## [INSTRUCTIONS FOR THE TASK]
Apart from the pictures, everything in the lines below must be printed exactly.

━━━━━━━━━━━━━━━━

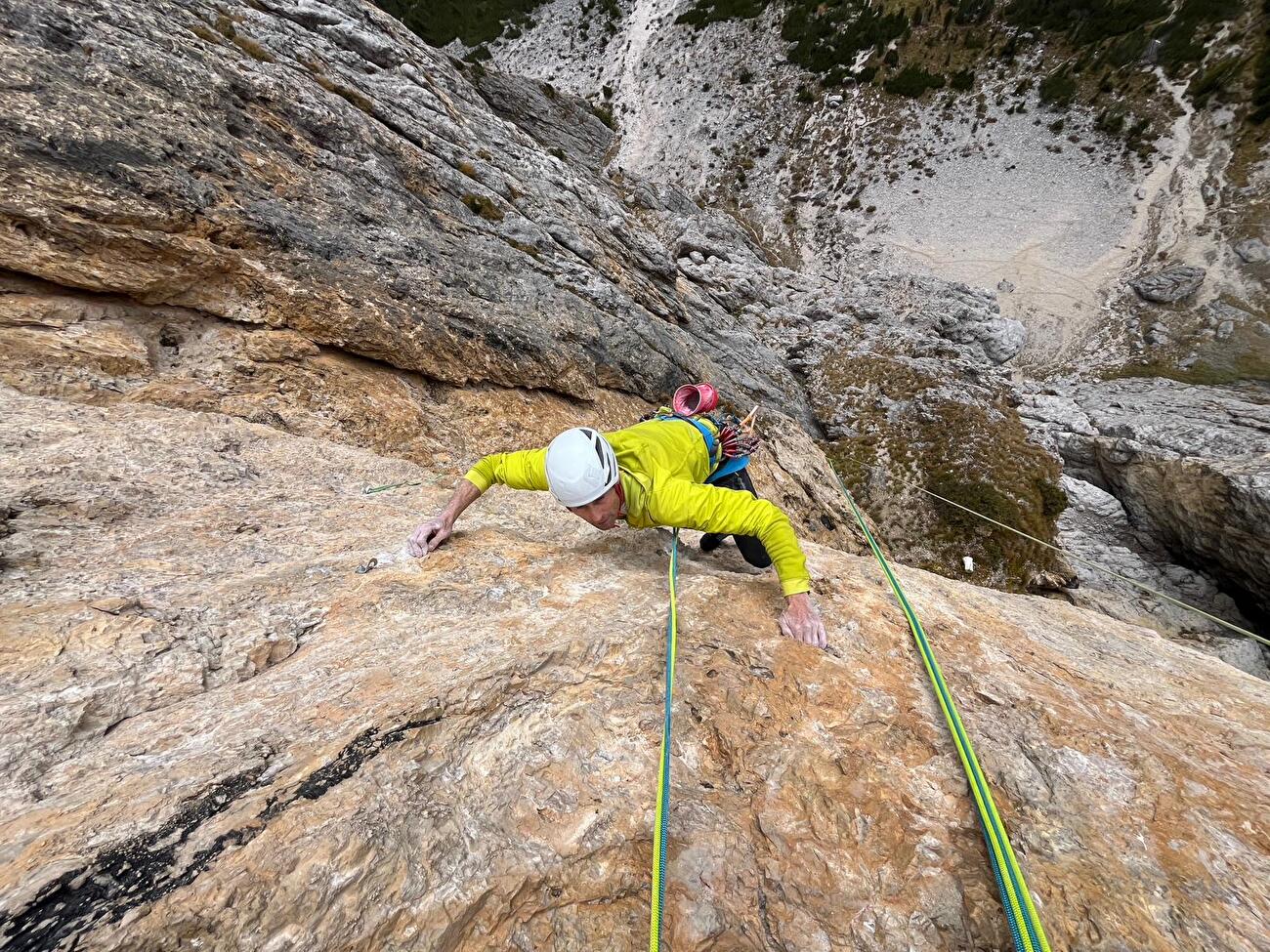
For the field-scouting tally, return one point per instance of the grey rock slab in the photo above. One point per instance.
(1169, 284)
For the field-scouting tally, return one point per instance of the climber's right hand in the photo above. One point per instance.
(801, 621)
(431, 534)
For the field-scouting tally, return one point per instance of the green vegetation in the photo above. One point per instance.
(974, 455)
(1261, 72)
(1058, 89)
(828, 34)
(350, 96)
(605, 113)
(706, 12)
(474, 21)
(913, 81)
(483, 206)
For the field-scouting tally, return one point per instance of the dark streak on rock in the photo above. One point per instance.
(145, 868)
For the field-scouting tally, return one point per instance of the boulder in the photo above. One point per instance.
(1169, 284)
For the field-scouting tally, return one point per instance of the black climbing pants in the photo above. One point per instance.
(750, 549)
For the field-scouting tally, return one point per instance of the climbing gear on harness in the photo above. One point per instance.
(1071, 557)
(728, 444)
(580, 466)
(695, 398)
(1025, 926)
(367, 490)
(663, 770)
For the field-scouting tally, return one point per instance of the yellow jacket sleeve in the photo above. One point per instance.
(524, 470)
(694, 506)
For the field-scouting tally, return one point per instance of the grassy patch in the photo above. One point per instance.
(605, 113)
(913, 81)
(974, 455)
(483, 206)
(706, 12)
(350, 96)
(252, 49)
(1058, 89)
(474, 21)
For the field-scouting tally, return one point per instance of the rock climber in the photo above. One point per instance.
(652, 474)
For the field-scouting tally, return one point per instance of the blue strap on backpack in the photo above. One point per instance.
(718, 469)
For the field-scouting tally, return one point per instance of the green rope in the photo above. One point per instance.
(1025, 926)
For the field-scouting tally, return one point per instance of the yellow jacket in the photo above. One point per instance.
(661, 466)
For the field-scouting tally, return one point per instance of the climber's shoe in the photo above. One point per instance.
(711, 541)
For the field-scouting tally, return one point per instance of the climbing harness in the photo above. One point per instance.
(368, 490)
(1072, 557)
(663, 770)
(1025, 926)
(729, 442)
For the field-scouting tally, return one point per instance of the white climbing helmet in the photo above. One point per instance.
(580, 466)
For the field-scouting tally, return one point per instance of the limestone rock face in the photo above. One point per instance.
(1190, 464)
(1095, 525)
(317, 168)
(217, 730)
(1171, 284)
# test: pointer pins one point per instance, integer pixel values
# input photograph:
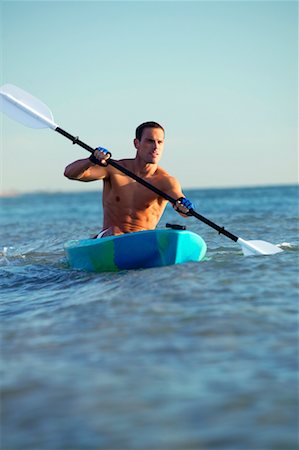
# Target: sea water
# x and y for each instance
(194, 356)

━━━━━━━━━━━━━━━━

## [RESULT]
For the field-scouting tally, return one point per instance of the grey rock slab in the photo above. One point per instance.
(1169, 284)
For the field-scouting tally, return one point per instance of the climber's right hand in the photo above. One point per instance.
(801, 621)
(431, 534)
For the field-scouting tally, return one point per instance of the green vegetation in the photo above. One point per instance.
(974, 455)
(1261, 72)
(1058, 89)
(828, 34)
(350, 96)
(605, 113)
(706, 12)
(474, 21)
(913, 81)
(483, 206)
For the field-scouting tally, return one point per instance of the dark streak on rock in the photo above. One point per instance.
(145, 868)
For the field-scouting tally, return one point per instance of the boulder in the photo above. One point per instance.
(1169, 284)
For the field-scouting tally, return one point per instance of the black climbing pants in the photo above. One point per instance.
(750, 549)
For the field-scouting tally, return one point per instance of the climbing gear on harness in the photo above. One point per instance.
(1071, 557)
(728, 444)
(580, 466)
(695, 398)
(1025, 926)
(367, 490)
(663, 770)
For the field-scouting tally, return one point per instance of the yellow jacket sleeve in the photo above. One point per instance.
(524, 470)
(694, 506)
For the field-scouting tally, return one point per instance of the grassy patch in the photo above. One point per instance.
(605, 113)
(913, 81)
(974, 455)
(483, 206)
(706, 12)
(350, 96)
(252, 49)
(1058, 89)
(474, 21)
For the field-scouting tally, return one point per instance of the rock climber in the photo above. One point per instance.
(652, 474)
For the field-scouting tally, return one point per instance of the blue strap on backpack in the photo above. One point per instance.
(718, 469)
For the field-scouting tally, return one point per instance of the green rope in the photo above. One point per instance.
(1025, 926)
For the field-scouting tally, return one point per instance of the yellow jacket in the photo above. One point per instance.
(661, 466)
For the field-scouting tally, return one point per instance of the climber's shoe in the photo above. One point per instance.
(711, 541)
For the field-scouting tally, return one point per instance of the climbing harness in the photo above. One point per instance.
(368, 490)
(1072, 557)
(663, 770)
(1025, 926)
(729, 442)
For the field-scouting tally, return one point per instance of the white climbing helmet in the photo above. One point per instance.
(580, 466)
For the field-scouting tally, return one point per instance of the limestone rock face in the photo above. One point per instance.
(1190, 464)
(1095, 525)
(317, 168)
(217, 730)
(1171, 284)
# test: pointer pins one point per instance, integer pixel values
# input photograph:
# Target: sea water
# x and y for each instance
(194, 356)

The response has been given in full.